## EXERCISE TASK
Copy the lines of the material below exactly, starting with the line that contains "Target = grass tussock" and continuing up to and including the last line of the material.

Records taken from a dataset
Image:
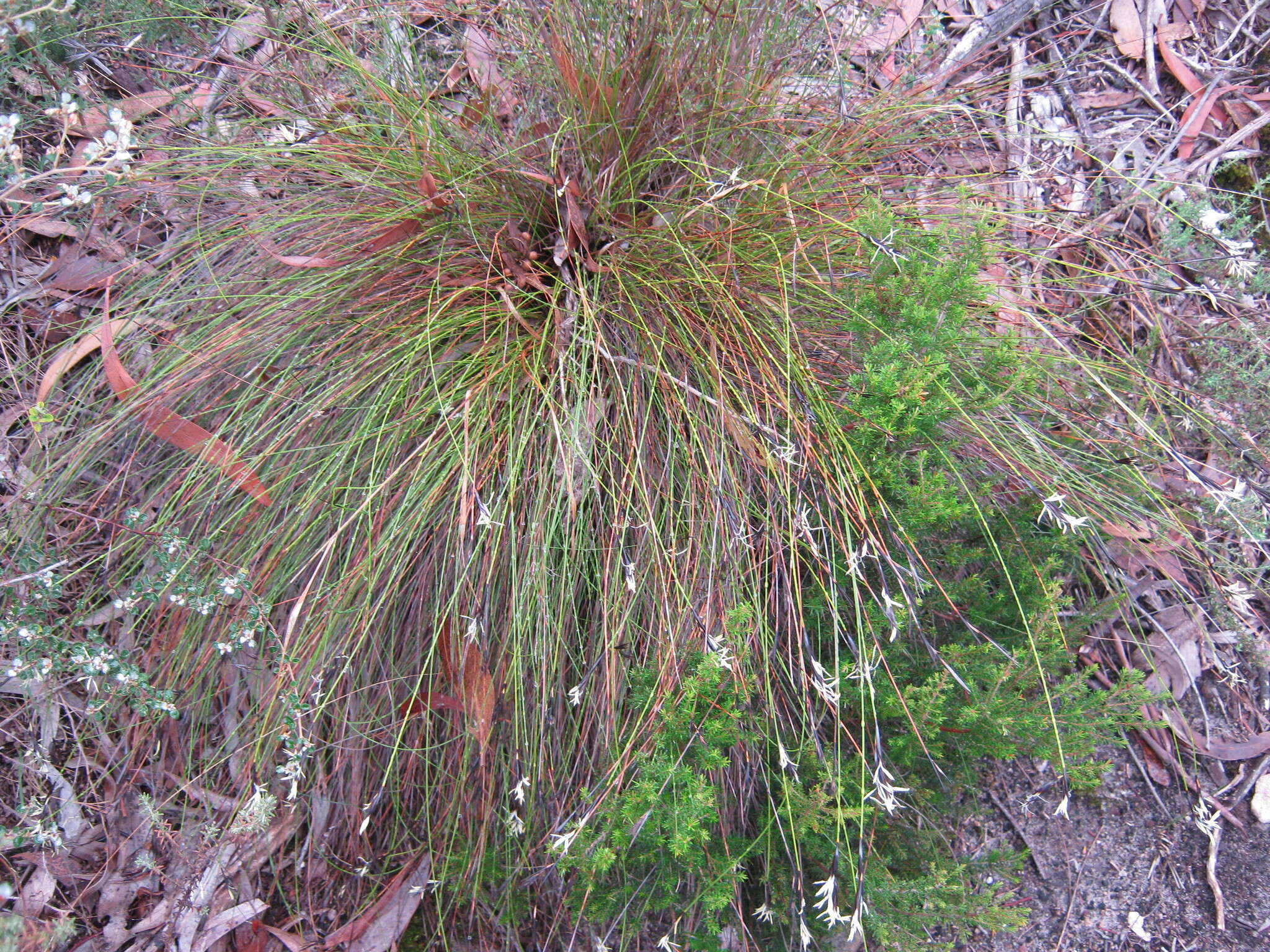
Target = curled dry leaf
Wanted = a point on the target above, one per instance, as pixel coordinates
(379, 927)
(1126, 19)
(877, 24)
(478, 696)
(78, 350)
(1173, 654)
(223, 923)
(296, 260)
(246, 32)
(1110, 99)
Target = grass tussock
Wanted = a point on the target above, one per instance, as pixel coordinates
(659, 523)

## SOLVED PROBLEM
Target = grass tussock
Wanted = a point on the target above, one per instance, as pixel coordinates
(659, 523)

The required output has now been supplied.